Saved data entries
Segment Open
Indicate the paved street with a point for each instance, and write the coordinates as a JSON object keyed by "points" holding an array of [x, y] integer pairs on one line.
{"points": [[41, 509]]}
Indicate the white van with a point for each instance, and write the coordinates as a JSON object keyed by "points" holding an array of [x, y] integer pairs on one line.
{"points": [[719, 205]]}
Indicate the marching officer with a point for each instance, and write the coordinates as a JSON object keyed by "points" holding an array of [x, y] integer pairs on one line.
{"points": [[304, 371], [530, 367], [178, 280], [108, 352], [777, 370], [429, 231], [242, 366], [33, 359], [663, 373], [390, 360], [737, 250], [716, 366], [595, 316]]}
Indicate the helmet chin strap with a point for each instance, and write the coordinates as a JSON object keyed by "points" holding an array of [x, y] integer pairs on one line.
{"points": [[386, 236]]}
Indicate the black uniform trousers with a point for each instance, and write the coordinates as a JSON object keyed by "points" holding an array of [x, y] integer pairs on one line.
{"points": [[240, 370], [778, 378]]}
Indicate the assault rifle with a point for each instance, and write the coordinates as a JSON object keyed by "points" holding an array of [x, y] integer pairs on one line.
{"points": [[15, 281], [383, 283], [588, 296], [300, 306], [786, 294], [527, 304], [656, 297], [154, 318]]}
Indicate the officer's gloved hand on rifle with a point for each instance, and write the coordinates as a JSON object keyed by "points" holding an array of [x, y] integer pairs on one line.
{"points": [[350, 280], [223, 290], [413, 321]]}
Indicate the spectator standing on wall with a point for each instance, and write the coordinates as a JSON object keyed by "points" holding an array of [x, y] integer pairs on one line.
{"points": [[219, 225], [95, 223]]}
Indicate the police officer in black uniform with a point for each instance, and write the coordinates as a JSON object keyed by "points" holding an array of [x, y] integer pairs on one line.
Segment Closed
What is needed
Give every entry again in full, precisely as written above.

Response area
Indicate the paved street with a point for each instance, and write the coordinates as a JSON object keyed by "points" holding an array of [x, y] integer pairs on one line.
{"points": [[41, 509]]}
Indicate the white van with a point for each instance, and write the coordinates as a JSON object keyed by "points" holding an array of [x, y] integer pairs on one line.
{"points": [[719, 205]]}
Indicate the marching officer with a point for each instance, and write the coordinates as a JSON object keyed by "points" holding an array of [x, y] integer pairs on one line.
{"points": [[304, 371], [530, 367], [178, 280], [108, 352], [777, 370], [429, 231], [242, 366], [33, 359], [663, 373], [390, 360], [737, 250], [716, 366], [595, 316]]}
Indicate the helmet chin strap with a point for each instance, and write the coordinates as a JSON object keyed by "points" holding an array of [x, y] integer pairs on one line.
{"points": [[386, 236]]}
Indicate the black uniform trousers with a point for each instance, and write the coordinates as a JSON object keyed by "points" holding an array of [x, y] integer pairs on one line.
{"points": [[240, 370], [778, 378]]}
Indicate the assault rifle with a point for each instance, and write the coordinates as a JSON object keyed by "points" holding an array of [x, y] integer pairs on one line.
{"points": [[15, 281], [383, 283], [588, 296], [300, 306], [786, 294], [527, 304], [656, 297], [154, 318]]}
Indicate the officer's gloved hand on rifle with a point for each instance, and write the coordinates as a JSON object keyed by "points" holding an array of [x, y] integer pairs on one line.
{"points": [[350, 280], [223, 290], [413, 321]]}
Indicate the spectator standing on wall with a point for each instance, and write the coordinates as a JSON object keyed by "points" holding an array of [x, y] integer pairs on one line.
{"points": [[219, 225], [95, 223]]}
Indicate the police officer in black uniform with a point for each instance, and write the coordinates as a JSON object keyed by "points" holding an array of [x, y] integer pairs on one line.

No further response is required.